> **Written request**: Please show every line of the items below that contains the word "above". Case counts, so match capital and lowercase letters precisely.

☆ ☆ ☆ ☆

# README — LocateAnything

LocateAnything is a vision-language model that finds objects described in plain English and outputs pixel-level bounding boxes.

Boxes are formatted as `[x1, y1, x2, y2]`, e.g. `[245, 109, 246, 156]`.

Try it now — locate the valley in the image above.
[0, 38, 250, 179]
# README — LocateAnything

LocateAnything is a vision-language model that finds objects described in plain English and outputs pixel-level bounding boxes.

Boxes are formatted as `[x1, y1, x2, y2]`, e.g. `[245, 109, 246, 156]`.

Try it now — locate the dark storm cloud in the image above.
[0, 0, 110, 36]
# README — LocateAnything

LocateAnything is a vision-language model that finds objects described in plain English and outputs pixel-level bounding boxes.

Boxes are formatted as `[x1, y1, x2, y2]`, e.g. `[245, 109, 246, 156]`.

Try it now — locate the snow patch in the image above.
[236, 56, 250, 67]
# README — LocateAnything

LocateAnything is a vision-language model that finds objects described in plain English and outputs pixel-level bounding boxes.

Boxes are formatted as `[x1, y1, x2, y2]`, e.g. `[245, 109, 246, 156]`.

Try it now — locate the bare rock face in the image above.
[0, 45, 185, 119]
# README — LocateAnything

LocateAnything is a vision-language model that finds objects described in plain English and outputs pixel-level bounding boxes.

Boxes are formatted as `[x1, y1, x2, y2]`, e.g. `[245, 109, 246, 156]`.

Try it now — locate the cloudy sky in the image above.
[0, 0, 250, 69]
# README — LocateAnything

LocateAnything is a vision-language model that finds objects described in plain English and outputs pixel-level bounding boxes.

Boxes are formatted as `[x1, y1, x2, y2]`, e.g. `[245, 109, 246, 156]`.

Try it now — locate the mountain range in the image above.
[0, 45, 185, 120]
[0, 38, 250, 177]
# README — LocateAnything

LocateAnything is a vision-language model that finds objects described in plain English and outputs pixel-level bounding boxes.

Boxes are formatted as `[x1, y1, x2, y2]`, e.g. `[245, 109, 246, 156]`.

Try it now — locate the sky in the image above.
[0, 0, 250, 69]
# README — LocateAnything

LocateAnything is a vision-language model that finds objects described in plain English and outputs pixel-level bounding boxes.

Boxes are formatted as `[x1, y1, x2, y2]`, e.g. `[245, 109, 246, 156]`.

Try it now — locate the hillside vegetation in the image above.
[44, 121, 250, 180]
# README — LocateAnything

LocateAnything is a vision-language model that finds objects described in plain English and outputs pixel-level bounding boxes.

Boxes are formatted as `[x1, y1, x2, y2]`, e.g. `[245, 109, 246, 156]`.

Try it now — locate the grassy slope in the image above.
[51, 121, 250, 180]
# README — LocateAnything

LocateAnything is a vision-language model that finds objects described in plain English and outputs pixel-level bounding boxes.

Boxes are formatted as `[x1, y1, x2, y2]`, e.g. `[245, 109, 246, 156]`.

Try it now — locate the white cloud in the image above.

☆ ☆ ☆ ☆

> **Solved exercise**:
Try it now — locate the valley in the image above.
Try it now — locate the dark storm cloud in the image above.
Try it now — locate the snow patch in the image above.
Try it now — locate the bare rock face in the image above.
Try it now — locate the cloudy sky in the image above.
Try it now — locate the mountain range in the image above.
Try it now — locate the sky in the image above.
Try it now — locate the hillside vegetation in the image above.
Try it now — locate the grassy slope in the image above.
Try it now — locate the white cloud in the image above.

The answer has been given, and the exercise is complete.